PROVIDED TEXT.
────────────────────

Reth V2: 50 Percent Less Disk, 33 Percent More Throughput
Under the hood, Beryl ships Reth V2, a major overhaul of Base's execution client. Reth, originally built by Paradigm, is a high-performance Ethereum execution client written in Rust. Version 2.0 achieves 1.7 gigagas per second performance while cutting disk usage roughly in half.
The key improvement is a completely rewritten state-root pipeline and storage layout. Saving a standard block now takes an average of 40 milliseconds, and even a massive gigagas-sized block persists in just 400 milliseconds — a roughly 20x speedup over the previous storage engine. Block execution latency drops by about 25 percent on average.
For end users, Reth V2 is invisible. For node operators, RPC providers, and indexers carrying Base's growing transaction load, it provides critical headroom. The 33 percent throughput increase and 50 percent disk reduction mean that running Base infrastructure costs less and handles more, which is important as Base pushes toward its stated goal of 1 gigagas per second on mainnet.
Node operators running OP Reth via base-reth-node can update to the latest version without re-syncing. Existing data directories are fully compatible. Operators still on op-geth or Nethermind will need to switch to base-reth-node and bootstrap from a Reth snapshot before activation.
What Builders Should Do Before June 25
Beryl is already live on Base Sepolia for testing. If you are deploying tokens on Base, now is the time to evaluate whether B20 fits your use case. The B20 Factory is available on testnet, and the full interface specifications are published in the Base Standard Library repository. For stablecoin or RWA projects, the built-in compliance primitives could eliminate weeks of custom development.
If you run Base infrastructure, make sure your nodes are on base-reth-node v1.1.1 or later and base-consensus v1.1.1 or later before June 25. The upgrade is not optional for node operators — nodes that have not updated will fall out of consensus at the activation timestamp.
For application developers building on Base, the withdrawal time reduction requires no code changes. Your users will simply experience faster finalization when bridging back to Ethereum. If your application surfaces bridge status or estimated completion times, update those UI elements to reflect the new 5-day window.
The Bigger Picture: L2s Are Becoming Issuance Platforms
Beryl is significant not just for what it ships, but for what it signals. By building a native token standard with institutional-grade compliance features directly into the protocol, Base is positioning itself as a first-class issuance platform — not just a scaling solution. The B20 standard is a direct play for the stablecoin and RWA market, which has grown into one of the most active sectors in crypto during 2026.
Combined with faster withdrawals and a more efficient execution layer, Beryl makes Base meaningfully more competitive for the types of high-value, compliance-sensitive applications that traditional finance is exploring onchain. For builders evaluating where to deploy their next token or financial product, this upgrade makes Base a much stronger candidate.
Whether you are building token infrastructure, bridging solutions, or onchain applications, the tools available to developers on L2s are getting more powerful with each upgrade cycle. If you are looking for a development platform that scales with the complexity of modern onchain products, thirdweb offers flexible developer plans designed for exactly this kind of work — explore options at thirdweb.com/pricing.
Key Takeaways
Base Beryl activates on mainnet June 25, 2026, bringing three major changes: the B20 native token standard for compliant token issuance, a withdrawal window reduction from 7 to 5 days, and Reth V2 with dramatically improved node performance. The testnet is live now for builders who want to start integrating. For anyone building in the L2 ecosystem, this is one of the most consequential upgrades of the year.

────────────────────

STORED DATA.
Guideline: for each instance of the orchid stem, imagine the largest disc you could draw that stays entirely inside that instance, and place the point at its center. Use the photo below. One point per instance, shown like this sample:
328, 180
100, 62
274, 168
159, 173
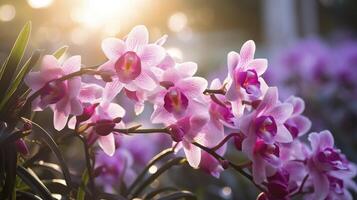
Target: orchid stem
224, 141
301, 186
148, 130
88, 164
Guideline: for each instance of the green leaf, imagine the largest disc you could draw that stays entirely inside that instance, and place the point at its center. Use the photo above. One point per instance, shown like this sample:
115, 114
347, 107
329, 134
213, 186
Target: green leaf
107, 196
81, 190
33, 182
179, 195
20, 76
9, 68
7, 138
47, 138
152, 194
27, 195
60, 52
10, 155
57, 186
51, 167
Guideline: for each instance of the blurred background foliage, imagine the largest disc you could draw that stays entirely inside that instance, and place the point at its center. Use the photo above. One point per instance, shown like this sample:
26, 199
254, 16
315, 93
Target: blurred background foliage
288, 32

────────────────────

SET TASKS.
[1] According to the "Key Takeaways" section of the Beryl article, which major changes does Beryl bring? List each one.
[2] Reproduce the entries verbatim, starting at the line that contains "Guideline: for each instance of the blurred" and continuing through the end of the entries.

ANSWERS GIVEN.
[1]
1. The B20 native token standard for compliant token issuance
2. A reduction of the withdrawal window from 7 to 5 days
3. Reth V2, with dramatically improved node performance

[2]
Guideline: for each instance of the blurred background foliage, imagine the largest disc you could draw that stays entirely inside that instance, and place the point at its center. Use the photo above. One point per instance, shown like this sample:
26, 199
254, 16
315, 93
Target: blurred background foliage
288, 32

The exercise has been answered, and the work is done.